Please copy out the fic awards summary below word for word, from start to finish.

-- Passage given --
◆ ◆ ◆ ◆ ◆ ◆ ◆
Most lauded fic (won/placed with the most awards):
Fragments: 9 placements in 9 nominations, 6 of them 1st Place

Other multi-nominated fics:
Allegiance: 3 placements in 5 nominations, 1 of them 1st Place
Fleeting: 4 placements in 9 nominations, 1 of them 1st Place
Nihon Idol: 2 placements in 3 nominations, 2 of them 1st Place
One Winter’s Evening: 2 placements in 3 nominations, 1 of them 1st Place
Dream Lover: 2 placements in 2 nominations
Illicit: 1 placement in 2 nominations, 1 of them 1st Place

Total number of LJ contests to which I made at least one submission: 4

Awards from LJ contest communities:
[livejournal.com profile] dokuga_contest - 2 [ (2) Third Place]
[livejournal.com profile] ebony_silks - 9 [(9) First Place | (2) Second Place]
[livejournal.com profile] iyfic_contest - 0
[livejournal.com profile] mirsan_fics - 7 [(4) First Place | (2) Second Place | (1) Mod’s Choice]

Challenges started/ongoing: 5 (two prompt tables for [livejournal.com profile] un_love_you, LJ drabble meme, By Request, [livejournal.com profile] mirsanficart Summer Love Challenge, Mirosanta 2009)

Challenges completed: 2 (LJ drabble meme, Mirosanta 2009)

Longest completed multichapter fic: Every Heart, 76,363 words
Longest current WIP: Fleeting, 75,740


2009 Goals ~ how did I do?

Here’s the list of goals I made at the end of last year's post, as points I wanted to accomplish this year…so, did I succeed, fail, or go off in a completely different direction?
◆ ◆ ◆ ◆ ◆ ◆ ◆
-- Dataset records --
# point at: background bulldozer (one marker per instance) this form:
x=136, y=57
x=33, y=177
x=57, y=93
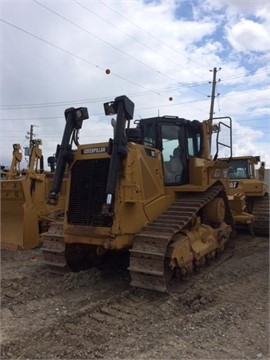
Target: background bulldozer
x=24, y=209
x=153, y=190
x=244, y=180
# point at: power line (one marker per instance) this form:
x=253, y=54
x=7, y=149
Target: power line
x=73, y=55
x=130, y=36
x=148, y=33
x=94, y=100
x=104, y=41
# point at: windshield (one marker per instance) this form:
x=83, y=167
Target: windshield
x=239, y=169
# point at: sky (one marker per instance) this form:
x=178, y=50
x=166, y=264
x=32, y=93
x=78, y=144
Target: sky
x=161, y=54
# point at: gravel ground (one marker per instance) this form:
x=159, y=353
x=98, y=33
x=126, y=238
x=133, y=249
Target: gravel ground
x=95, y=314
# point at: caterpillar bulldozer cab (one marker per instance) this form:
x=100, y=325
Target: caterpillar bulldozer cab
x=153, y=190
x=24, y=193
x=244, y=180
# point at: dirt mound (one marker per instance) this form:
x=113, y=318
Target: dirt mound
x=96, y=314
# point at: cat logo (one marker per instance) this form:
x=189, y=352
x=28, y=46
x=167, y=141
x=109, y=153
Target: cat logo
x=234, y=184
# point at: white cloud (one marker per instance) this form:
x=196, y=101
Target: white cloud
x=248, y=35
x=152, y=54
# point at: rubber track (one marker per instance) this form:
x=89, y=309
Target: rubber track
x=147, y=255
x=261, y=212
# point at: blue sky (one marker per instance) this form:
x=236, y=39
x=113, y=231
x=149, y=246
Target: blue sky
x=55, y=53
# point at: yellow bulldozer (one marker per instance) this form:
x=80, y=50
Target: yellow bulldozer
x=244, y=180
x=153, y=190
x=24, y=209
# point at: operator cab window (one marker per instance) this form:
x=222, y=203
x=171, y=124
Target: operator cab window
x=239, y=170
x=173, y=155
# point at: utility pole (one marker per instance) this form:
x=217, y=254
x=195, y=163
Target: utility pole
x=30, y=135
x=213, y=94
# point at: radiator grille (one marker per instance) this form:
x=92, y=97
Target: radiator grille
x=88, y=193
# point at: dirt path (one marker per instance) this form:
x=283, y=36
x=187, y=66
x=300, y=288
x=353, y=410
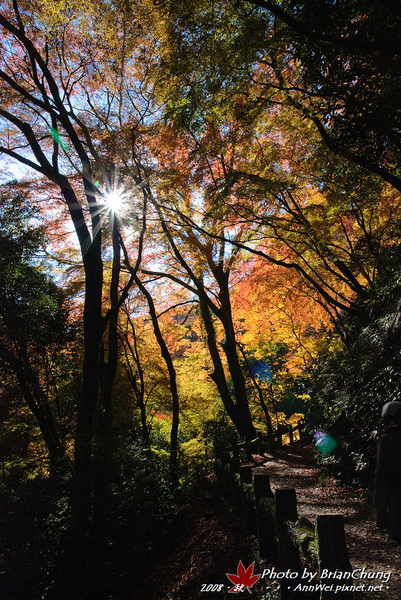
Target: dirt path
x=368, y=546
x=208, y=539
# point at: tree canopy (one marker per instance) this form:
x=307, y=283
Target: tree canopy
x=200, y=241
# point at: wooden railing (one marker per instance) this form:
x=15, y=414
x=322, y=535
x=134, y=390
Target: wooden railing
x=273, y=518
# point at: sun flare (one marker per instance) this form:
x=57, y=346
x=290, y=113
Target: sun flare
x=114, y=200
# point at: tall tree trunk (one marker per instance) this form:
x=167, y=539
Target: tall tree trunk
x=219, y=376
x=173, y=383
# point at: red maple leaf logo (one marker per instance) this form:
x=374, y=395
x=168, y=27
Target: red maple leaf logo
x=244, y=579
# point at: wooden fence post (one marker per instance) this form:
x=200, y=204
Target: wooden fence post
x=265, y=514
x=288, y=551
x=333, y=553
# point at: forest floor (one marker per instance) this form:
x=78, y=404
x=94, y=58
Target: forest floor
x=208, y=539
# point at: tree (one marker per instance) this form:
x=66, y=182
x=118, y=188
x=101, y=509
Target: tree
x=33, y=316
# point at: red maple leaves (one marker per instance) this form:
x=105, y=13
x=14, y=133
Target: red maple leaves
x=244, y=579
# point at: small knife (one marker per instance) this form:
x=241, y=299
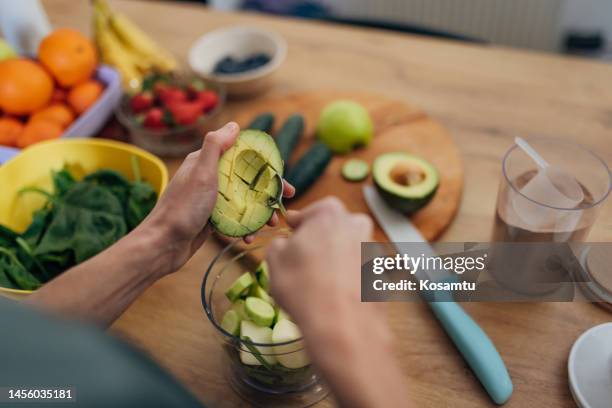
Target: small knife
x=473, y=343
◆ ◆ ◆ ◆ ◆ ◆ ◆
-- Task output --
Most lauded fic (won/placed with the most awards):
Fragments: 9 placements in 9 nominations, 6 of them 1st Place

Other multi-nominated fics:
Allegiance: 3 placements in 5 nominations, 1 of them 1st Place
Fleeting: 4 placements in 9 nominations, 1 of them 1st Place
Nihon Idol: 2 placements in 3 nominations, 2 of them 1st Place
One Winter’s Evening: 2 placements in 3 nominations, 1 of them 1st Place
Dream Lover: 2 placements in 2 nominations
Illicit: 1 placement in 2 nominations, 1 of them 1st Place

Total number of LJ contests to which I made at least one submission: 4

Awards from LJ contest communities:
[livejournal.com profile] dokuga_contest - 2 [ (2) Third Place]
[livejournal.com profile] ebony_silks - 9 [(9) First Place | (2) Second Place]
[livejournal.com profile] iyfic_contest - 0
[livejournal.com profile] mirsan_fics - 7 [(4) First Place | (2) Second Place | (1) Mod’s Choice]

Challenges started/ongoing: 5 (two prompt tables for [livejournal.com profile] un_love_you, LJ drabble meme, By Request, [livejournal.com profile] mirsanficart Summer Love Challenge, Mirosanta 2009)

Challenges completed: 2 (LJ drabble meme, Mirosanta 2009)

Longest completed multichapter fic: Every Heart, 76,363 words
Longest current WIP: Fleeting, 75,740


2009 Goals ~ how did I do?

Here’s the list of goals I made at the end of last year's post, as points I wanted to accomplish this year…so, did I succeed, fail, or go off in a completely different direction?